Data lines:

════════════════

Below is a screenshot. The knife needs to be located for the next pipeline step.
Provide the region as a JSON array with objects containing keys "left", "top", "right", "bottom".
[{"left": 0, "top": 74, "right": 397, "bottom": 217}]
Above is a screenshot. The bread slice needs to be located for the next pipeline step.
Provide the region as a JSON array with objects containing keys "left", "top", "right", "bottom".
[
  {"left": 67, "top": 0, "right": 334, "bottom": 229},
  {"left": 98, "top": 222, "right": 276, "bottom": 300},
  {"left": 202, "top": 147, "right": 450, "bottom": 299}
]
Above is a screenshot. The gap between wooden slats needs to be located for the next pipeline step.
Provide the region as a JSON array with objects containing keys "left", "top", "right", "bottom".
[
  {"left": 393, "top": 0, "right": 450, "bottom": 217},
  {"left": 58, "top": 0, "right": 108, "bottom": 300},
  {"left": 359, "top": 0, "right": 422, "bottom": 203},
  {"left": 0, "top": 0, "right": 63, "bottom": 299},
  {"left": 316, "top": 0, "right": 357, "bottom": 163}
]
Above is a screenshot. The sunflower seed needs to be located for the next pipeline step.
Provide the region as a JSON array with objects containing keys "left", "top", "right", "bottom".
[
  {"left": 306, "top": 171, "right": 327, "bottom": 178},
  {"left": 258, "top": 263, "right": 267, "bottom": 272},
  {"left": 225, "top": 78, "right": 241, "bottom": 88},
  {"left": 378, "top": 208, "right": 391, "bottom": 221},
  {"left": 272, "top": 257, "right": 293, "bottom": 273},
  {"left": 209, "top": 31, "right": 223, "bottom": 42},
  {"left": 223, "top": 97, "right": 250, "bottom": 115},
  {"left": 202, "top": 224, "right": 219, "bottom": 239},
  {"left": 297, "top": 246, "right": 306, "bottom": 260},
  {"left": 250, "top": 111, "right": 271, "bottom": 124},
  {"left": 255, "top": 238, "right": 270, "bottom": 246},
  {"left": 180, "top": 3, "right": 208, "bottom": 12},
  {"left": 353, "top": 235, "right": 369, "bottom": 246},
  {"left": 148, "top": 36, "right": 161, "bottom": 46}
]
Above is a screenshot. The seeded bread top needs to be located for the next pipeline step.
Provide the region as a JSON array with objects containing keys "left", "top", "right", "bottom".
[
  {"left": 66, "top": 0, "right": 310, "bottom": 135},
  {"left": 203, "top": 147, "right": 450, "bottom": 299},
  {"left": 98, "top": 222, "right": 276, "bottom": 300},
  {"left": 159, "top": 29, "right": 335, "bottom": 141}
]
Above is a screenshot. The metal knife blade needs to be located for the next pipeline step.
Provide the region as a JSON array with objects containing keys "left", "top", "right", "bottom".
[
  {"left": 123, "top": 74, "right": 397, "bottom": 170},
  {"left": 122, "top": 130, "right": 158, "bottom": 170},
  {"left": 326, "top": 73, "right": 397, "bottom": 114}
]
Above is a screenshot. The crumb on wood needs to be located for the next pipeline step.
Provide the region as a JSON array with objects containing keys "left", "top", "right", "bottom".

════════════════

THE PROBLEM: Please output all of the entries above verbatim, with no changes.

RESPONSE TO THE EXERCISE:
Below is a screenshot. The knife needs to be located for the next pipeline step.
Provide the region as a JSON array with objects containing keys "left", "top", "right", "bottom".
[{"left": 0, "top": 74, "right": 397, "bottom": 217}]
Above is a screenshot. The bread slice needs to be located for the next pipeline step.
Provide the region as a JSON array with objects containing keys "left", "top", "right", "bottom".
[
  {"left": 67, "top": 0, "right": 334, "bottom": 229},
  {"left": 98, "top": 222, "right": 276, "bottom": 300},
  {"left": 202, "top": 147, "right": 450, "bottom": 299}
]
Above is a screenshot. The gap between wooden slats needs to be located for the next pipeline step.
Provide the region as a JSON array with objects containing keys "left", "top", "right", "bottom".
[
  {"left": 393, "top": 0, "right": 450, "bottom": 217},
  {"left": 58, "top": 0, "right": 108, "bottom": 300},
  {"left": 359, "top": 0, "right": 422, "bottom": 203},
  {"left": 0, "top": 0, "right": 63, "bottom": 299},
  {"left": 316, "top": 0, "right": 357, "bottom": 163}
]
Above is a screenshot. The sunflower seed needs to be located for the next pipeline step.
Provide the region as a JSON array with objects containing keys "left", "top", "right", "bottom".
[
  {"left": 306, "top": 171, "right": 327, "bottom": 178},
  {"left": 258, "top": 263, "right": 267, "bottom": 272},
  {"left": 225, "top": 78, "right": 241, "bottom": 88},
  {"left": 378, "top": 208, "right": 391, "bottom": 221},
  {"left": 272, "top": 257, "right": 293, "bottom": 273},
  {"left": 209, "top": 31, "right": 223, "bottom": 42},
  {"left": 223, "top": 97, "right": 250, "bottom": 115},
  {"left": 202, "top": 224, "right": 219, "bottom": 239},
  {"left": 297, "top": 246, "right": 306, "bottom": 260},
  {"left": 250, "top": 111, "right": 271, "bottom": 124},
  {"left": 255, "top": 238, "right": 270, "bottom": 246},
  {"left": 180, "top": 3, "right": 208, "bottom": 12},
  {"left": 353, "top": 235, "right": 369, "bottom": 246},
  {"left": 148, "top": 36, "right": 161, "bottom": 46}
]
Above is a screenshot. The seeded bread top needs to be located for the next pipeline step.
Provide the region as a JSON array with objects containing keys "left", "top", "right", "bottom".
[
  {"left": 66, "top": 0, "right": 310, "bottom": 135},
  {"left": 203, "top": 147, "right": 450, "bottom": 299},
  {"left": 98, "top": 222, "right": 276, "bottom": 300},
  {"left": 159, "top": 29, "right": 335, "bottom": 141}
]
Above is a screenshot. The metal knife blade needs to be located for the next pipeline step.
Provide the region as a JSON array with objects containing keys "left", "top", "right", "bottom".
[
  {"left": 123, "top": 74, "right": 397, "bottom": 170},
  {"left": 122, "top": 130, "right": 158, "bottom": 170},
  {"left": 326, "top": 73, "right": 397, "bottom": 114}
]
Above is a screenshot. The crumb on wood needs to be located for the next pipeline step.
Provide the region as a JSON array with objects containing keys "left", "top", "right", "bottom".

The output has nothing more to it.